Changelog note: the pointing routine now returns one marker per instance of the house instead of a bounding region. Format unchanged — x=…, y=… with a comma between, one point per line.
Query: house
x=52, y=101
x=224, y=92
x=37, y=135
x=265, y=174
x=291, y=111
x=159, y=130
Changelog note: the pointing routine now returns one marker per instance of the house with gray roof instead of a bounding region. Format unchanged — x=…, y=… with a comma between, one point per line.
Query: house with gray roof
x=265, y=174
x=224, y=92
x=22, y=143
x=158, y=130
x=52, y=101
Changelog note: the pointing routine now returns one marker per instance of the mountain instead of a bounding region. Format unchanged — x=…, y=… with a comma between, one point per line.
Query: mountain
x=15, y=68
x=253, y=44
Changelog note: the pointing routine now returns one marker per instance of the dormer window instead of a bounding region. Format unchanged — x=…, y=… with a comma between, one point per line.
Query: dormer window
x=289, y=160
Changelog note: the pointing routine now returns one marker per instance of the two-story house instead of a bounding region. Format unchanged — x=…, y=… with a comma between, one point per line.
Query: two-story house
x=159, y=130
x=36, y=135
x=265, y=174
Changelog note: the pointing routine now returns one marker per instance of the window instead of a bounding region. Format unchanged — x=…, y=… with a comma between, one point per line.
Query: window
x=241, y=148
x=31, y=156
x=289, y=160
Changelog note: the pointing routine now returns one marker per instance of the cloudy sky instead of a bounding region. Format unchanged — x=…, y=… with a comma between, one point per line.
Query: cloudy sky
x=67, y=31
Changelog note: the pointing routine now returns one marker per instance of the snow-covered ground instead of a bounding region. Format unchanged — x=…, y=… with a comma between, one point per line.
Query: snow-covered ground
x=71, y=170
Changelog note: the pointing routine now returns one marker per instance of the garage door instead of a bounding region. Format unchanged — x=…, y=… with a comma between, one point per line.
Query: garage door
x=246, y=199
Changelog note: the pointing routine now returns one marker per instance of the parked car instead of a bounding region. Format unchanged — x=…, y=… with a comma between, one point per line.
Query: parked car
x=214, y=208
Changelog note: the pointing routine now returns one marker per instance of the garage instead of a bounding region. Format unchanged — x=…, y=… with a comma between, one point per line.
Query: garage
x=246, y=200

◆ **Task to carry out**
Beginning at the line with "the garage instead" and ending at the last line of the entries, print every line exactly.

◆ **Solution to this exercise**
Changelog note: the pointing routine now returns one marker per instance of the garage instead of a bounding region. Format unchanged — x=…, y=… with a comma between, one point per line.
Query: garage
x=246, y=200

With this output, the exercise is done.